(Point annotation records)
+++

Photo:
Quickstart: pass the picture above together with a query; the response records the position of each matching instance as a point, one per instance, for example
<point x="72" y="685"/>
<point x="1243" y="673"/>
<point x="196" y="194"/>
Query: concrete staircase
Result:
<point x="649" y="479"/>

+++

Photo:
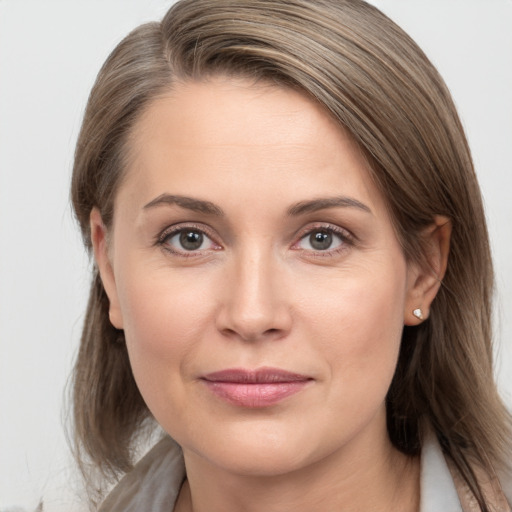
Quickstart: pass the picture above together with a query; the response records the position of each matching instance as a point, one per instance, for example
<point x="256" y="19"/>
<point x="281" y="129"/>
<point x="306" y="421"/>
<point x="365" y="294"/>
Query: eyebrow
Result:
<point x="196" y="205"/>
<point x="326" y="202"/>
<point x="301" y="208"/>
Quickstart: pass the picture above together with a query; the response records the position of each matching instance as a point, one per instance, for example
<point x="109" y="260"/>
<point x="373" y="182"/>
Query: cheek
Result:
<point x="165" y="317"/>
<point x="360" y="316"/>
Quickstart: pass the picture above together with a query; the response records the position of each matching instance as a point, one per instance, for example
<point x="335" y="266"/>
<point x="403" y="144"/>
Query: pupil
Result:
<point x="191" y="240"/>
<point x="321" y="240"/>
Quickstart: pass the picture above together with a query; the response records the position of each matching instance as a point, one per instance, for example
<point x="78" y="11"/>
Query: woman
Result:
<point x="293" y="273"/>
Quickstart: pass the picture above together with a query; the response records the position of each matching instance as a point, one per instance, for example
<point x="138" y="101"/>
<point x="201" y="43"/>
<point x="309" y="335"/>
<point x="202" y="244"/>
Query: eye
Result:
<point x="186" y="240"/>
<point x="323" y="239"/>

+++

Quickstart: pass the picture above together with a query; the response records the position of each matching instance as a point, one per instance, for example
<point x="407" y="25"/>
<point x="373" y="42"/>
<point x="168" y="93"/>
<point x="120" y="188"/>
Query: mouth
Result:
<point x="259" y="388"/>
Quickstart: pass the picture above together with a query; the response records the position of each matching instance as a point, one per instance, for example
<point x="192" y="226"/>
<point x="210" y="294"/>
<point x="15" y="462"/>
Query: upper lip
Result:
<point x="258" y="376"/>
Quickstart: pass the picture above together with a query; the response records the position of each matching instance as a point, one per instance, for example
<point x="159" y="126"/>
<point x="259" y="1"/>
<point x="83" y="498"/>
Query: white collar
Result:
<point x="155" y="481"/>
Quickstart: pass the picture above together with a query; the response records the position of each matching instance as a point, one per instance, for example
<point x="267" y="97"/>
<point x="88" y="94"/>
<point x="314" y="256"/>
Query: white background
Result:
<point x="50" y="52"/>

+++

= THE PROBLEM =
Return every line from the data above that contains the string "white".

= REPLY =
Query: white collar
Query: white background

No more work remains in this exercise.